Stored dataset items
--- BEGIN ---
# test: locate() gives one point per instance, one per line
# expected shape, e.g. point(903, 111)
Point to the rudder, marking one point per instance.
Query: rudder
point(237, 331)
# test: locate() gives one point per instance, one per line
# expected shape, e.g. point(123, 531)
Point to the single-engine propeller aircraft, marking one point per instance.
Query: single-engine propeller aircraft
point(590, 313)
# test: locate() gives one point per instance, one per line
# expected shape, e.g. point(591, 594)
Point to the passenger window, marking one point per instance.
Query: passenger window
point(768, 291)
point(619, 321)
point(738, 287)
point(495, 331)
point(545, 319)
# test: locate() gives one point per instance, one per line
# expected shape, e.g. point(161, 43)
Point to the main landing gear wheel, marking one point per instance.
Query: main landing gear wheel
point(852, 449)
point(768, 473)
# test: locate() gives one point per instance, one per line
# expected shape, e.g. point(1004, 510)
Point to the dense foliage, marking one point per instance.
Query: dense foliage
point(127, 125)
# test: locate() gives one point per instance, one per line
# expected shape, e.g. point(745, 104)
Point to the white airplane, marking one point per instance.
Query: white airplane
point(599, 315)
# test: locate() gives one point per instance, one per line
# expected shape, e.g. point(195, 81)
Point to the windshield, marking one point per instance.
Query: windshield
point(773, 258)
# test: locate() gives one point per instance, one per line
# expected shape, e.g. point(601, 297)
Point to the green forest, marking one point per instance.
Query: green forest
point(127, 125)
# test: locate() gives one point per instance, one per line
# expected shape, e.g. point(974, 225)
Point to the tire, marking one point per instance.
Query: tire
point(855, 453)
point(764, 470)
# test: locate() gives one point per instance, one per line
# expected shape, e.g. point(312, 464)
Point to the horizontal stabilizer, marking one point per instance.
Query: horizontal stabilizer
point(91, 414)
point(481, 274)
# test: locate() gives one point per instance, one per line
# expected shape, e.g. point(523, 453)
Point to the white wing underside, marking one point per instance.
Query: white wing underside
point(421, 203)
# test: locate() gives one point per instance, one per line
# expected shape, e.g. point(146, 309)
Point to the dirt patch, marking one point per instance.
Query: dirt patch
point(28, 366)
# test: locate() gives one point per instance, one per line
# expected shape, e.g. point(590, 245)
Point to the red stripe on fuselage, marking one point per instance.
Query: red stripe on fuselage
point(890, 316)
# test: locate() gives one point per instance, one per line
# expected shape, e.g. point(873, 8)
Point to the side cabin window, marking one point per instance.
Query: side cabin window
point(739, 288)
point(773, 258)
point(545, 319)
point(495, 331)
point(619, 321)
--- END ---
AIM: Copy out the records starting at the very beginning and ending at the line that contains "point(237, 331)", including the requests, and shift each coordinate in the answer points by adding 10 to it. Leave the numbers in the requests and their format samples unchanged.

THE REPLY:
# test: locate() gives one point per instance, one per line
# expected shape, e.g. point(903, 111)
Point to the rudder, marking one point per instance.
Query: rudder
point(247, 341)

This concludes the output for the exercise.